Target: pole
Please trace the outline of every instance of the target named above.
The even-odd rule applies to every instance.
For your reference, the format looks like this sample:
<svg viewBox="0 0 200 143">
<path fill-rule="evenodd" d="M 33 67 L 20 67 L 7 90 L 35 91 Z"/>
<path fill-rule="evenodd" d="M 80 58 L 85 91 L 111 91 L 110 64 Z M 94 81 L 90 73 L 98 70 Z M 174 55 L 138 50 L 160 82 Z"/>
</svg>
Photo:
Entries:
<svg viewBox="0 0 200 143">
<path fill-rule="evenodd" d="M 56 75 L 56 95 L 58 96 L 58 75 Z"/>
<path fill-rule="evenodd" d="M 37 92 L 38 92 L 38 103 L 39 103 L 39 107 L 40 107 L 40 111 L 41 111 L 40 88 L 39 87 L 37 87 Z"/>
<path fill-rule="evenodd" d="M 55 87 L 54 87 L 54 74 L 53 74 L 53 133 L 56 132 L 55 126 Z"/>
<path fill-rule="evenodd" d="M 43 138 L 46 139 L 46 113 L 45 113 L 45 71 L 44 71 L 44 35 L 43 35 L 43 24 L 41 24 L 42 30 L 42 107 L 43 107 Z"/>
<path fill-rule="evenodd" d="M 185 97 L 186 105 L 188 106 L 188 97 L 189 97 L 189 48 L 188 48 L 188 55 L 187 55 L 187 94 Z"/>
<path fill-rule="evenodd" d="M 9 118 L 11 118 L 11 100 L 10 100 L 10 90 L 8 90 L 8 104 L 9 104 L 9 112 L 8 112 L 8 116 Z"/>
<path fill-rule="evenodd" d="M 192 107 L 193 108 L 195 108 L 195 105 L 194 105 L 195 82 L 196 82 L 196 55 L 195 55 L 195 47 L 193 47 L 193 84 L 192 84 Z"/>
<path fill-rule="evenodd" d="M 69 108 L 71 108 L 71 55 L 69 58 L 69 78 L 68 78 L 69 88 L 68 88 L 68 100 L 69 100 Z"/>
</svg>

THE PROBLEM:
Convert every line of the rows above into a JSON list of strings, one string per line, leaving out any blank lines.

WORKED SOLUTION:
[
  "Target: pole",
  "Please trace the outline of every instance of the target named above.",
  "The even-odd rule applies to every instance.",
  "For your reference, the format looks like this sample:",
  "<svg viewBox=\"0 0 200 143\">",
  "<path fill-rule=\"evenodd\" d=\"M 33 67 L 20 67 L 7 90 L 35 91 Z\"/>",
  "<path fill-rule=\"evenodd\" d=\"M 80 58 L 85 91 L 111 91 L 110 64 Z M 94 81 L 90 73 L 98 70 Z M 174 55 L 138 50 L 160 82 Z\"/>",
  "</svg>",
  "Photo:",
  "Entries:",
  "<svg viewBox=\"0 0 200 143\">",
  "<path fill-rule=\"evenodd\" d=\"M 56 75 L 56 95 L 58 96 L 58 75 Z\"/>",
  "<path fill-rule=\"evenodd\" d=\"M 37 92 L 38 92 L 38 103 L 39 103 L 39 107 L 40 107 L 40 111 L 41 111 L 40 88 L 39 87 L 37 87 Z\"/>",
  "<path fill-rule=\"evenodd\" d=\"M 55 87 L 54 87 L 54 74 L 53 74 L 53 133 L 56 132 L 55 126 Z\"/>",
  "<path fill-rule=\"evenodd\" d=\"M 43 138 L 46 139 L 46 113 L 45 113 L 45 71 L 44 71 L 44 35 L 43 35 L 43 24 L 41 24 L 42 30 L 42 107 L 43 107 Z\"/>",
  "<path fill-rule=\"evenodd\" d=\"M 185 97 L 186 105 L 188 106 L 188 97 L 189 97 L 189 48 L 188 48 L 188 55 L 187 55 L 187 94 Z\"/>",
  "<path fill-rule=\"evenodd\" d=\"M 9 118 L 11 118 L 11 100 L 10 100 L 10 90 L 8 90 L 8 104 L 9 104 L 9 112 L 8 112 L 8 116 Z\"/>",
  "<path fill-rule=\"evenodd\" d=\"M 192 107 L 193 108 L 195 108 L 195 105 L 194 105 L 195 82 L 196 82 L 196 55 L 195 55 L 195 47 L 193 47 L 193 84 L 192 84 Z\"/>",
  "<path fill-rule=\"evenodd\" d=\"M 69 108 L 71 108 L 71 55 L 69 58 L 69 78 L 68 78 L 69 88 L 68 88 L 68 100 L 69 100 Z\"/>",
  "</svg>"
]